Task brief >> Say how many lines of the listing below include "field". Write only that number.
Top of Material supplied
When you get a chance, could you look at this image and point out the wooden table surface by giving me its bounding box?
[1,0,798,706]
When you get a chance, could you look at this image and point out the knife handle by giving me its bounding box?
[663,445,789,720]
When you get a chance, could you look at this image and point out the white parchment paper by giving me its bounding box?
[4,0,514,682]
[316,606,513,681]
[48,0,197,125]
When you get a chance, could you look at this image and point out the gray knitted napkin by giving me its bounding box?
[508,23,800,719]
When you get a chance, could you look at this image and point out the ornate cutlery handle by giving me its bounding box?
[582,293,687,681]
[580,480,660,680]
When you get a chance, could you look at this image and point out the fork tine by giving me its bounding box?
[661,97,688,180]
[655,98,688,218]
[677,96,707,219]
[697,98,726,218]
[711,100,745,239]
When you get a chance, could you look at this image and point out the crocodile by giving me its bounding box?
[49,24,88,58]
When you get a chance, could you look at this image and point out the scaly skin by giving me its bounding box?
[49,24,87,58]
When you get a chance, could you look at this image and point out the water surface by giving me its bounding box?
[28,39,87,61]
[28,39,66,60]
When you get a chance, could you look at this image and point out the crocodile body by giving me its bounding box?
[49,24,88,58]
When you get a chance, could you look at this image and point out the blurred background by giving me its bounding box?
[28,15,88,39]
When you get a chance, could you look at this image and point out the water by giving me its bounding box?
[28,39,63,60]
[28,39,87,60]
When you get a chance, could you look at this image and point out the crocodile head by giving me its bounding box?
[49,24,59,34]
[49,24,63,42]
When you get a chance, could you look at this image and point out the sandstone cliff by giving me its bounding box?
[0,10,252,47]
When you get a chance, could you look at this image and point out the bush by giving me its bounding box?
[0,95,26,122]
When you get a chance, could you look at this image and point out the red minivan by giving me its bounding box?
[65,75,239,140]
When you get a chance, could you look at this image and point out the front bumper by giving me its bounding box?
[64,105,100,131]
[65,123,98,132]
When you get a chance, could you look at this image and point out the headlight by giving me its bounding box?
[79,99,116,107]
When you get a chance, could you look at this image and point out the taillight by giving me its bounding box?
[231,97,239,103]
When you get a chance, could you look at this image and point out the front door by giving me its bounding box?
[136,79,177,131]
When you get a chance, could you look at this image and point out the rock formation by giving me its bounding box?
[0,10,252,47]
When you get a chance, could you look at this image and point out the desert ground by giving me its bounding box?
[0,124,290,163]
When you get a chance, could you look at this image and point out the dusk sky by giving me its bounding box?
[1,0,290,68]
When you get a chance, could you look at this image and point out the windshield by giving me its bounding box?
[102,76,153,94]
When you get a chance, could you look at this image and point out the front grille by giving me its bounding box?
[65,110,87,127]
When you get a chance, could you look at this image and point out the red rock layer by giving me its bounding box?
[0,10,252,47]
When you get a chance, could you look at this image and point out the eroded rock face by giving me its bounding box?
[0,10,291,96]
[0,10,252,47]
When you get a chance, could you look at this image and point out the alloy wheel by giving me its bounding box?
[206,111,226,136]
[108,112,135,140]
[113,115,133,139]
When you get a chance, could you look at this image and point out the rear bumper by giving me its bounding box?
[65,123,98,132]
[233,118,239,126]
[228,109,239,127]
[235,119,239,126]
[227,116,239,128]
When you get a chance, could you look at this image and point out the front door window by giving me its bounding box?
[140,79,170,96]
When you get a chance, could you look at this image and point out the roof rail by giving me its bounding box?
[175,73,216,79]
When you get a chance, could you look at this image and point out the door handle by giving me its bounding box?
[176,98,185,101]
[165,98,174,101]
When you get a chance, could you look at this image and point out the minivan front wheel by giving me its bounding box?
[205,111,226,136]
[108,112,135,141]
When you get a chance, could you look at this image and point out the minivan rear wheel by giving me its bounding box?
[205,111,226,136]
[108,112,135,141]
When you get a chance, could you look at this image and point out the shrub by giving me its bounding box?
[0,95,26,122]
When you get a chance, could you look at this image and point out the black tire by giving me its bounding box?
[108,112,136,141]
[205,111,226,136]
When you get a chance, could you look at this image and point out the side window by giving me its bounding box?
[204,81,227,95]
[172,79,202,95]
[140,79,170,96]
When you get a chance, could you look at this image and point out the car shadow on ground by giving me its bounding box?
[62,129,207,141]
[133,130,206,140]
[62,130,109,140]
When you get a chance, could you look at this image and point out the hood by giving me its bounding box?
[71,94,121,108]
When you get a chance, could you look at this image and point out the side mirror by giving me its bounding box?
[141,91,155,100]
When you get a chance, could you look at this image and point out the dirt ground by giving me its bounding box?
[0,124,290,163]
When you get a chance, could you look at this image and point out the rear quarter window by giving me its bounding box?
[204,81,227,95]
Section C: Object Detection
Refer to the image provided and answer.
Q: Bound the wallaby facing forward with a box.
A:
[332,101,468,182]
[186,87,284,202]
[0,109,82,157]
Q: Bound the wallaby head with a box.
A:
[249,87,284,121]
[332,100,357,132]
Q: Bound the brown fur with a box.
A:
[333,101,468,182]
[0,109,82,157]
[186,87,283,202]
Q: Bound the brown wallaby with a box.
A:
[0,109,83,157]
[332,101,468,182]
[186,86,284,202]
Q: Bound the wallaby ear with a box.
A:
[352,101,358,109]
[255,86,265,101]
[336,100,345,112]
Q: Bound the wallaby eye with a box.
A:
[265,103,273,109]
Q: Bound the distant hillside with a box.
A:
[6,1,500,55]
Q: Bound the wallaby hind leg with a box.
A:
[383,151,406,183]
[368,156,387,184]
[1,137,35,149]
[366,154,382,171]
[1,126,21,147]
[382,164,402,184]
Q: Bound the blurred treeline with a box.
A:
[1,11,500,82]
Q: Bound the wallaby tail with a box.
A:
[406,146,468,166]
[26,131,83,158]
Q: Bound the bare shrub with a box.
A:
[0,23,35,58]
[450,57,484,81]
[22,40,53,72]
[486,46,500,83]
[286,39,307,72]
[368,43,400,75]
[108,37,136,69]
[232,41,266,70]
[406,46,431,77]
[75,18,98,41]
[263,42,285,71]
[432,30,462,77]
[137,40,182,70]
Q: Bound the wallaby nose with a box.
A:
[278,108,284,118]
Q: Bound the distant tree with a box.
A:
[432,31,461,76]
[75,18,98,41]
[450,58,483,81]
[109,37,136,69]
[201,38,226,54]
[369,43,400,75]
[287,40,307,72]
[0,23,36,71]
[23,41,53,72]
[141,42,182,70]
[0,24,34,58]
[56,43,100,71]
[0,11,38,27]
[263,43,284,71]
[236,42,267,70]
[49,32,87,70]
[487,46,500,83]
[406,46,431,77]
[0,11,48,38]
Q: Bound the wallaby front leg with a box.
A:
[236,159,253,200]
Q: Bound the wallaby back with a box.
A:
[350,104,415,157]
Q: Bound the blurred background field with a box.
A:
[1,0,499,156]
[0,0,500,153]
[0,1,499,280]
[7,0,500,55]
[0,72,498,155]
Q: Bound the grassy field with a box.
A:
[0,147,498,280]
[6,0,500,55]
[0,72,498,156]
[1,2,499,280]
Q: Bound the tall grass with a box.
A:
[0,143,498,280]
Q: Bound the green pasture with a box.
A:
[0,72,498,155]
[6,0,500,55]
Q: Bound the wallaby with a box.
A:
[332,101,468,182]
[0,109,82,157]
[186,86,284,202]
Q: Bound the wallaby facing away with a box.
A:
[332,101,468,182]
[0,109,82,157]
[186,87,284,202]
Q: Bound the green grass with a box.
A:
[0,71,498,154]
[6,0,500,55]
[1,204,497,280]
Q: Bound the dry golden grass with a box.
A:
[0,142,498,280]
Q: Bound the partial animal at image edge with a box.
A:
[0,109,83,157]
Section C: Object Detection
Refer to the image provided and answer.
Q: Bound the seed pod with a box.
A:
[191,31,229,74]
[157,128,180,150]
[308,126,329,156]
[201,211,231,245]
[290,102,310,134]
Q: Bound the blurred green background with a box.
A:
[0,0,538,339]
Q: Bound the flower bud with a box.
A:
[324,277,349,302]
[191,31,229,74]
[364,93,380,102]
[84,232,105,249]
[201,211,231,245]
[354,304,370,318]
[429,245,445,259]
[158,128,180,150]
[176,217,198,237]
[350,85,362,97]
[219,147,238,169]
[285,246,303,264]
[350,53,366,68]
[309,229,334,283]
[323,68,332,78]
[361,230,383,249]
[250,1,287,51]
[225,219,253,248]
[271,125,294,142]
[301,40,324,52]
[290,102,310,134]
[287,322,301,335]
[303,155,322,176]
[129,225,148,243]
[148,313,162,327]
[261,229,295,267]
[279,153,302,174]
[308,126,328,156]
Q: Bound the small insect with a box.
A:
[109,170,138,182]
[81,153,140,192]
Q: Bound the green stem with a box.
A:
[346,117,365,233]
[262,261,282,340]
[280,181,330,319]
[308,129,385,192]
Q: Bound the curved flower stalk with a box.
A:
Bottom of Material supplied
Answer space >> 2